For the first part of the journey the convoy was escorted by almost obsolete United States naval destroyers which had been seconded to the Royal Navy under American lend-lease which was a way of helping Britain short of declaring war against Germany. The American people were not ready for that although their president, Franklin Roosevelt, was gradually steering them in that direction. Later, Americans became instantly ready to go to war when, on December 7, 1941, without warning and with no declaration of war, Japan launched a devastating air attack on the American Naval Base at Pearl Harbor in Hawaii. Roosevelt won Congressional approval for a declaration of war on Japan. Germany immediately declared war on America to which America responded by giving priority to helping Britain against Germany.

Saved entries
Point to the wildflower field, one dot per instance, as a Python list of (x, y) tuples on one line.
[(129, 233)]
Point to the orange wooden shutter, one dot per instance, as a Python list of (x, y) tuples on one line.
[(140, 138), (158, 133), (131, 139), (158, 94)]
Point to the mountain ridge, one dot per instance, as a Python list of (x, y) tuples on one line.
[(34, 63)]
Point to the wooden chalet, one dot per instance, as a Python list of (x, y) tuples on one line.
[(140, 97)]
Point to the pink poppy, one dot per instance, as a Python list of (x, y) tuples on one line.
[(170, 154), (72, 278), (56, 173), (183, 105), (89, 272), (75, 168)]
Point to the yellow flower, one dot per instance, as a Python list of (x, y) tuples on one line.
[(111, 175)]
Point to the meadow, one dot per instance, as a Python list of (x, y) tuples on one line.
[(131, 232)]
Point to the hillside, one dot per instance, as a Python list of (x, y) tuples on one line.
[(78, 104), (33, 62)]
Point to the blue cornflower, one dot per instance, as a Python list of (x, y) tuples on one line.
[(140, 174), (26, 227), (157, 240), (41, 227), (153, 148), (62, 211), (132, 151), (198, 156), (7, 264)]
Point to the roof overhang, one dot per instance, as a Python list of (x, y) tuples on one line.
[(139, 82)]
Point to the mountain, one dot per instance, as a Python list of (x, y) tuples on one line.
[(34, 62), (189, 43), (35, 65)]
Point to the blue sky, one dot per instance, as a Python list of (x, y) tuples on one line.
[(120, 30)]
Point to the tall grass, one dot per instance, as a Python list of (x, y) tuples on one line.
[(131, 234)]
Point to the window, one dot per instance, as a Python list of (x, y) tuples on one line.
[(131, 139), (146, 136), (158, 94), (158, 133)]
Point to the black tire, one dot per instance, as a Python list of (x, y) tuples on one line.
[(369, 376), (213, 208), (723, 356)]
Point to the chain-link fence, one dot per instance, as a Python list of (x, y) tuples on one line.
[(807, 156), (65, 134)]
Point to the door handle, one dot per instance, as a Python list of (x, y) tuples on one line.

TASK TO COMPLETE:
Continue the passage about the wartime convoy and America's entry into the war, starting after its final sentence.

ANSWER BOX:
Our Atlantic crossing was uneventful until about midway when we entered the zone of German U Boat operations against the convoys. The U Boats were the major element of the enemy's blockade to try to prevent vital food and war materiel from the British Dominions and America reaching the British Isles which was isolated as the last bastion of freedom in Europe. The U Boats hunted in packs, the advance guard locating and shadowing a convoy until the main pack congregated for the attack, usually at night. For security, troopships were always in the centre of a convoy where it was more difficult for U Boats to penetrate. Often at night we would see a ship on the convoy fringe blow up. Other vessels were forbidden to stop to search for survivors for fear that they would become sitting ducks for renewed torpedo attack. The fast Royal Navy escorts risked being attacked when they slowed to search for survivors. Other escorts went on the hunt to attack U Boats with depth charges. In the dim light of night we could watch this action from the deck of our troopship.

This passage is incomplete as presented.